> **What you are asked to do**: Lines from the one containing "Annotate the star" through the last line of the records below are to be repeated exactly.

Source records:
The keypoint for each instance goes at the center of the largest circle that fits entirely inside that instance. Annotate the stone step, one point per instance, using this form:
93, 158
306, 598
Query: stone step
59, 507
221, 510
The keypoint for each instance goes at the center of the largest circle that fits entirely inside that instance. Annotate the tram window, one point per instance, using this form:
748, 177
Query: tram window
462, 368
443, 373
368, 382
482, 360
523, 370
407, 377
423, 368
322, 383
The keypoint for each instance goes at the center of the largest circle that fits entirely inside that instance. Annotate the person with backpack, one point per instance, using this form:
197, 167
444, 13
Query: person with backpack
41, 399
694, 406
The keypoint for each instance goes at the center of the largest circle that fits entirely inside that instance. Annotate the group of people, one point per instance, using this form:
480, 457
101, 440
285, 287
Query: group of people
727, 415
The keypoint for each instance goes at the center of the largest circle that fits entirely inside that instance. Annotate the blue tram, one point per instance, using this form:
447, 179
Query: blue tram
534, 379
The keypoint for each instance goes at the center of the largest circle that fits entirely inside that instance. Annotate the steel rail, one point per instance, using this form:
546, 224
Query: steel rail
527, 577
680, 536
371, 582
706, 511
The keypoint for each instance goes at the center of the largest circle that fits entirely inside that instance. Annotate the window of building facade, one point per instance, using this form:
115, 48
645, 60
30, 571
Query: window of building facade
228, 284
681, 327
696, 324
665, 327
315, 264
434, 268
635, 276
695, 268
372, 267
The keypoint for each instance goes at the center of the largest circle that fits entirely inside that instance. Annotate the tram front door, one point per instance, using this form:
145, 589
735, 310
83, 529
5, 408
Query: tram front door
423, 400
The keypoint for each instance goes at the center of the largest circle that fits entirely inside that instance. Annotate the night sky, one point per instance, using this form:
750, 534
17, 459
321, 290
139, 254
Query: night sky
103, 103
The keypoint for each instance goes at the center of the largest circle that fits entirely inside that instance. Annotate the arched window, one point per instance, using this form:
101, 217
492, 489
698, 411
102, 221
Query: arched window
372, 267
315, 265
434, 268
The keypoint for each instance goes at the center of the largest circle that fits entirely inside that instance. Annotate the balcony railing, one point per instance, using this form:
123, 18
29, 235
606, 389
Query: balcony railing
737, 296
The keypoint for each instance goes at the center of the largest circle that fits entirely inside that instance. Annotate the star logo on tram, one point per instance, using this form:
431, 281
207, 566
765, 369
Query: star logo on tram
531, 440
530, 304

> **Result**:
The keypoint for each instance goes at the center of the largest circle that fits entirely inside that instance. Annotate the star logo on tram, one point per instance, using this form:
431, 281
207, 566
765, 369
Query: star logo on tram
531, 440
530, 304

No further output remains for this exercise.